**Page:**

# 1940S?



## Byron (Jun 14, 2010)

Hi all, first time post so please bear with me.

I have 2 watches which I'm guessing date to the 1940s as they belonged to my father. They've recently been serviced and are again working after being tucked in the back of a drawer for many years.

I'd just like to ask if anyone knows anything about either of them?

One has 'Crawford' on the dial, the second has 'Kane Watch', photo attached.

Many thanks

Byron


----------



## dombox40 (Oct 20, 2008)

Byron said:


> Hi all, first time post so please bear with me.
> 
> I have 2 watches which I'm guessing date to the 1940s as they belonged to my father. They've recently been serviced and are again working after being tucked in the back of a drawer for many years.
> 
> ...


Wow that crawford is something is something else. :inlove: cant tell you much about it, looks like it,s got a Brevet movement which I beleive is pre ETA but I expect someone will be along soon who does know when they see these two beauties.


----------



## mel (Dec 6, 2006)

Nice pieces indeed! The Kane with Incabloc - Incabloc dates from 1934 ISTR, so it has to be after that date and not before. Styling is certainly 40's. It also has 1/5th second markers suggesting a good quality "precision" movement with some accuracy. 

Of course, that's no guarantee as to what is actually inside :lookaround: BUT it looks as if it would be, the watch has some "class" about it! :yes:

The Crawford is a beauty - love the look of it! Month, date day! SUPER - yes! One assumes the second crown at ten o'clock allows reset of the inner chapter ring to get the dates lined up for whatever month you're in, and possibly the month itself as well? :man_in_love:

All in all - what a cracking pair of watches







:notworthy:


----------



## sam. (Mar 24, 2010)

This is the address i just found for the "crawford watch company",you may be able to find out more from them.

105 Canal Street

New York, New York

(212)925-0450

You have 2 wonderful heirlooms,congrats and enjoy! :cheers:


----------



## Byron (Jun 14, 2010)

Hi All,

thanks for commenting  I do feel very lucky to have the watches.

Mel, yes the crown at 10 o'clock controls the month when 'in' and the outer ring of dates when pulled out.

Sam, thank you for the address; I only found numerous references to Cindy Crawford and her watch when I was searching online 

Byron


----------



## mel (Dec 6, 2006)

Thanks Byron, very nice indeed - both pieces of good horological history I would guess! :yes:

Wear them (with a bit of care - not when chopping wood ! ) and *E N J O Y!* :man_in_love:


----------



## andyclient (Aug 1, 2009)

dombox40 said:


> Wow that crawford is something is something else. :inlove: cant tell you much about it, looks like it,s got a Brevet movement which I beleive is pre ETA but I expect someone will be along soon who does know when they see these two beauties.


Lovely pair of watches I particulaly like the Crawford .

I was lead to believe Brevet is French (Swiss) for Patent maybe in reference to to dial ?

cheers

Andy


----------



## YouCantHaveTooManyWatches (Nov 28, 2010)

I love the Crawford and my surname is Crawford and I've just seen this on eBay (but at $600) which another absolute beauty though nowhere near as clean as yours!


----------



## Hoppergrass7 (Jan 18, 2011)

YouCantHaveTooManyWatches said:


> I love the Crawford and my surname is Crawford and I've just seen this on eBay (but at $600) which another absolute beauty though nowhere near as clean as yours!


----------



## The Monk (Dec 23, 2010)

Lovely, lovely watches. Congratulations! :drinks:


----------

**Stated exercise:** Output the passage of the watch thread from "(212)925-0450" to "have the watches.", copied word for word. The data that comes next has no connection to the watch thread.

**Data excerpt:**
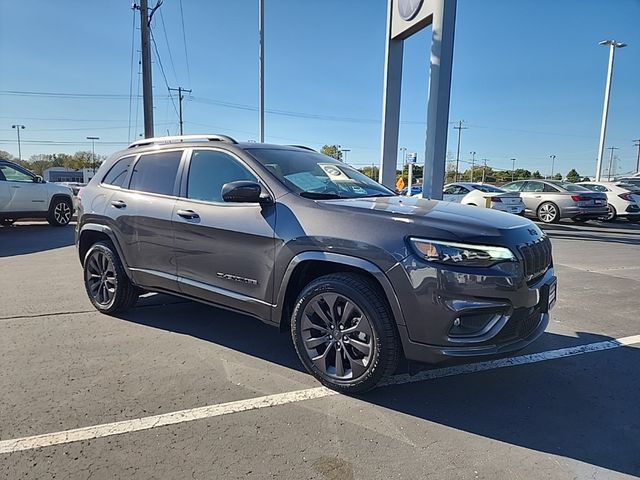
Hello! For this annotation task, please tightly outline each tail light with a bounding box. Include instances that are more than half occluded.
[618,193,634,202]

**Answer for this exercise:**
(212)925-0450

You have 2 wonderful heirlooms,congrats and enjoy! :cheers:


----------



## Byron (Jun 14, 2010)

Hi All,

thanks for commenting  I do feel very lucky to have the watches.